• Extract to read:
<<<<
Her sell-stops (or longs) represent a wide range of sectors: airlines, materials, pharma, tech, etc.
Is this a call for some broad based strength and a move away from safety, or am I reading too much into this list?
I've been cautious about the regionals, that "Bear Run" about commercial real estate is due any quater now. (it is a smaller shoe to drop)
I havn't looked at the list, Watch out for materials, cause that all is inflation related. even some of tech is based on "weak Dollar", so as the dollar reverses, cause europe is even more messed up than we are. The crisis with the euro is segnificant; german economics vs. fiat currencys.
Always watch out, some of those buy and sell signals are short term. The buy signal will be kicked off after the "Valuations are good" stage(which is middle of the decline).
you will also get one after the panic stage.
all of these stages can be short lived.
but it's purely technical.
but... Pharma is a bull at this point, and probably airlines till oil turns.
Sentiment vs technicals?
I'm assuming the notation "sell below" is to be used like something of a sell-stop, which is what T.Lo used to call it.
I notice that the smaller spreads from recent price to sell-stop are near the top, ie, the smaller negative numbers in the far right column. This would correspond to the "mo-mo" stocks to which you have referred.
The spreads from closing price to sell-below are wider near the bottom of the list. That's technical analysis.
Pete referred to 80-20 in the podcast on the buy signals- sell signals. That's sentiment.
Pete, says it works like this, that the rule of thumb(be clear it's a rule of thumb), is that there get to be 70 buy signals, and in general, that is a Sell signal for the Market.
That doesn't mean that we couldn't get a spike to 80.
I'm going to wait for 4q earnings to pick up any banks, that is in Mid Jan.
So Tony, When the list gets to "All Sell Signals"... Does that mean? that you should go agressivly short?
Does it call for "impending weakness."?
Sounds like, you have it all figured out, why are you asking me.
If this was easy.... it would be easy.
Actually, I was asking if this is how it should be interpreted.
I hardly have it all figured out... didn't mean for it to sound that way.
If all the signals change to "all sell signals", then I would say the technicals are weak and the sentiment would be bullish.
Just thinking out loud.
The technicals-- what T.Lo cryptically calls "market internals"-- would include things like trend, breadth and momentum and she measures them with new high-new low ratios, etc.
Just trying to understand all the squiggly lines.
One thing is that there are "Technicals" and there is "What the quant says",
The quant is what the computer spits out, and if that worked, we could just buy what is said to buy, sell what it says sell, and we would all be rich.
Right now we could be in "Wall of worry" or "Buy the dip" or we were in subtable warning, and have moved on to Overt warning.
Thing is we are in sort of an indecisive stage, it could go both ways. But... we feel more toward the top than the bottom... Though we could go higher.
I was reading some EWT stuff yesterday, I can draw some lines that show we will go Up, or that we will go down, and both Very valid EWT. And that is where the pretend techincals are... the chart astrology ones.
But T.Low... we are still for all purposes "in the wedge".
It's hard to put in words, but maybe the secret is to do "Risk management." Based on sentiment. When euphoric, sell some, when fearfull buy some.
Even if we break this wedge, I still think there is a chance we will make a higher low.
but the Despair phase... well, I'd like to see a better one, I'd like to see Exhaustion and futileness on the fast money desk. I'd like to see them just too bummed to trade....
that would feel like a good bottom.
but that could be in 6 months.
Since sentiment seems to be "Rally Rally Rally"... To me, my risk management says "Sell the rallies" Cause that is better than, trying to ride out the music of the game of musical chairs till the last moment.
I read something from a trader who was like "If oil can't rally" we can't rally.
With all the "weak dollar/ Inflation trades" getting beaten as the dollar rallies back (which it has been), all those trades will unravel, and the market should go down.
That second rally was all materials, and it's just waiting to unwind.
>>>>
• Material supplied:
<<<<
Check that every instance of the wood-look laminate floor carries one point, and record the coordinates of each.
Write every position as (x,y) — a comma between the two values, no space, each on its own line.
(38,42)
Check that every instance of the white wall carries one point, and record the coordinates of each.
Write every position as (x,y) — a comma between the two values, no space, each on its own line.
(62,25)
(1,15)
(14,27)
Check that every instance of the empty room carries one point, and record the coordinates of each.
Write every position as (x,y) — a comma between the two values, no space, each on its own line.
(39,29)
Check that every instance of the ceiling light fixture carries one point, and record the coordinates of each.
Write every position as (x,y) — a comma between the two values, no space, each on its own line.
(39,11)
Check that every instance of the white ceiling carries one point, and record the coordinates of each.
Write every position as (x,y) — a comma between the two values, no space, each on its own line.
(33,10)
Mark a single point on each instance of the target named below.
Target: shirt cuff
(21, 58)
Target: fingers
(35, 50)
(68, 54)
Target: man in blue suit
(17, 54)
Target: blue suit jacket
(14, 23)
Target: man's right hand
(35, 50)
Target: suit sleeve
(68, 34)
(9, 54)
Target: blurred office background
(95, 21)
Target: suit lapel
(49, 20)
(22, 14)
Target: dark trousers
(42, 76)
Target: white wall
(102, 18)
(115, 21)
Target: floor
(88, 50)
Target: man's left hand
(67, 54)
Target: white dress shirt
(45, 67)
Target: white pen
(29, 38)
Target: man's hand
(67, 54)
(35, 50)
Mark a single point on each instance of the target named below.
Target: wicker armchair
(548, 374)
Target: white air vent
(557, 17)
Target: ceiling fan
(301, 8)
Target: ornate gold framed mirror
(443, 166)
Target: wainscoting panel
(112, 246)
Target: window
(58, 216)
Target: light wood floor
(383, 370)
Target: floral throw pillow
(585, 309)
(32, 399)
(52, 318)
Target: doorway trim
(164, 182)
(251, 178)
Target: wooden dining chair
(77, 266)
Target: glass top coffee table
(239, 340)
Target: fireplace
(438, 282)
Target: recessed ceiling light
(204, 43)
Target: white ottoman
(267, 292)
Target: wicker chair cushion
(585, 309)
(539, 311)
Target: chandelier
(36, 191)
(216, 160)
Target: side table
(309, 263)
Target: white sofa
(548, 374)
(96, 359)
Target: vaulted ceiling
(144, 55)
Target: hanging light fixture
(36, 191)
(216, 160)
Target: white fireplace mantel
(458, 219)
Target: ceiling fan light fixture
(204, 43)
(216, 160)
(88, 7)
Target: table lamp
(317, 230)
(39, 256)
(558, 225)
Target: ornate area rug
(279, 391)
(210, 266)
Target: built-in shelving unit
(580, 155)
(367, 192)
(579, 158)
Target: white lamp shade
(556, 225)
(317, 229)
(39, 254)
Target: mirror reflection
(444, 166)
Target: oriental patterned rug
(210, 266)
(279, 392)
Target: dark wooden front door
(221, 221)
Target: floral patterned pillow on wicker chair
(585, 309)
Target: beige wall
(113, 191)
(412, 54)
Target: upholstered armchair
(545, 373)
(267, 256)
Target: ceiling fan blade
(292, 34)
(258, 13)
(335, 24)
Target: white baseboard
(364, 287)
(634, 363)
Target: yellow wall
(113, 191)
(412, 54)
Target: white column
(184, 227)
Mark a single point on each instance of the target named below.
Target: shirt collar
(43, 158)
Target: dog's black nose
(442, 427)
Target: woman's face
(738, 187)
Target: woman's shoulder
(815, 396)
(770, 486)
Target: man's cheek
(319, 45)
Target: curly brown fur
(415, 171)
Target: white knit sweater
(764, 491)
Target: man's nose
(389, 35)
>>>>
• Description of the task:
Transcribe the trading discussion from "but the Despair" up to and including "in 6 months.". The records have no connection to the trading discussion.

• Task solution:
but the Despair phase... well, I'd like to see a better one, I'd like to see Exhaustion and futileness on the fast money desk. I'd like to see them just too bummed to trade....
that would feel like a good bottom.
but that could be in 6 months.